The post of chief of space operations was created on 20 December 2019, along with the United States Space Force, with the signing of the National Defense Authorization Act for Fiscal Year 2020. General John W. Raymond, the commander of US Space Command and Air Force Space Command, was announced as the first chief of space operations on that same day. On 14 January 2020, Raymond was sworn in as the first chief of space operations by Vice President Mike Pence.

On 20 December 2020, the CSO officially became the 8th member of the Joint Chiefs of Staff. Raymond was inducted to the body in a ceremony on 11 December 2020.

== Space Staff ==

The Office of the Chief of Space Operations, or more commonly referred to as the Space Staff, is the headquarters for the Space Force. It is responsible for organizing, training, and equipping of the Space Force cooperating with the Air Staff on support issues. It is headed by the chief of space operations and the vice chief of space operations, both four-star generals, and the chief master sergeant of the Space Force. There is also a director of staff who oversees the staff action group, protocol, information technology and administration, resources, and total force integration groups. The chief of space operations also has four deputy chiefs of space operations.

# Given information:
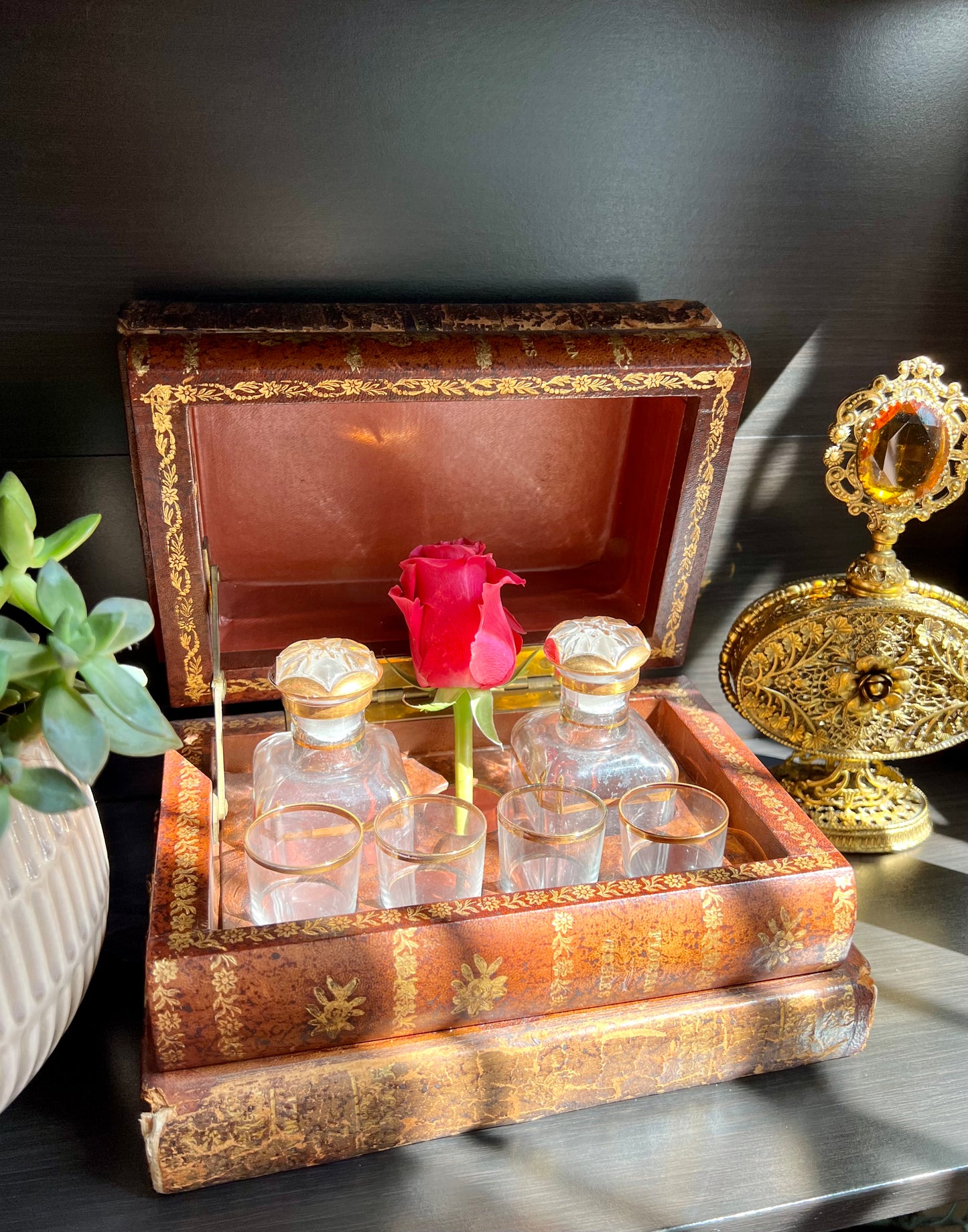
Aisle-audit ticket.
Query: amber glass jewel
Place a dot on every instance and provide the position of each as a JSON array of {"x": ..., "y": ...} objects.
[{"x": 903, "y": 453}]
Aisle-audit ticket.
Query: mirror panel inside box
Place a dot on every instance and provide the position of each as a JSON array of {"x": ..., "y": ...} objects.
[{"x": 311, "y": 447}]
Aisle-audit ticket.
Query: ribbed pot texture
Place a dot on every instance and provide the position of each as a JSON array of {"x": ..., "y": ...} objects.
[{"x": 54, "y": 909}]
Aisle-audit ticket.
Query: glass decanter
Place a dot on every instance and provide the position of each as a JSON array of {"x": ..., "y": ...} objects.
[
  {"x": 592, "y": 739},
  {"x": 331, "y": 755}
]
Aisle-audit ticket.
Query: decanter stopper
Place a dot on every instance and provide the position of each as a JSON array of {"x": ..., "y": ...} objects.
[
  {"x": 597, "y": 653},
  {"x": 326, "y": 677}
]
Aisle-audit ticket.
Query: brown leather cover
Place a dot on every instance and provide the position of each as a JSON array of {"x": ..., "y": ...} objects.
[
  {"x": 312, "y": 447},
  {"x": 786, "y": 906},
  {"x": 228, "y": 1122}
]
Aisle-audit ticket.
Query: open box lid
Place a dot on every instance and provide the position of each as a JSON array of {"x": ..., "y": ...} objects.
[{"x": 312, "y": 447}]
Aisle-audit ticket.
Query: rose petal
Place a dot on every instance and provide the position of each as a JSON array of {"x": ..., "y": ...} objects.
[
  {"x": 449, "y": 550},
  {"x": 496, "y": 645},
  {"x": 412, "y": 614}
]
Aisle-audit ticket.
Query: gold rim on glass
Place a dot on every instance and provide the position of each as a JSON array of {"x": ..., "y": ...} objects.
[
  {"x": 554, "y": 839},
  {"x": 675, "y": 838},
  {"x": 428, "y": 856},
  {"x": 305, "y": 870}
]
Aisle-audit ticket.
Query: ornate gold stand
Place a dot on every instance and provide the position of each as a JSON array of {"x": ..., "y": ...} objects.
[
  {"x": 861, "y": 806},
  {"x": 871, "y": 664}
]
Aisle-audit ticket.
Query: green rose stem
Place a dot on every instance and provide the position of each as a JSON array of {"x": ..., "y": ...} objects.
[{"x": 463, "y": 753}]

# Task goal:
Please answer these from the text on the chief of space operations:
(a) Who swore in Raymond as the first chief of space operations, and on what date?
(b) On what date did the CSO officially become the 8th member of the Joint Chiefs of Staff?
(c) How many deputy chiefs of space operations does the chief of space operations have?

# Answer space:
(a) Vice President Mike Pence, on 14 January 2020.
(b) 20 December 2020.
(c) Four.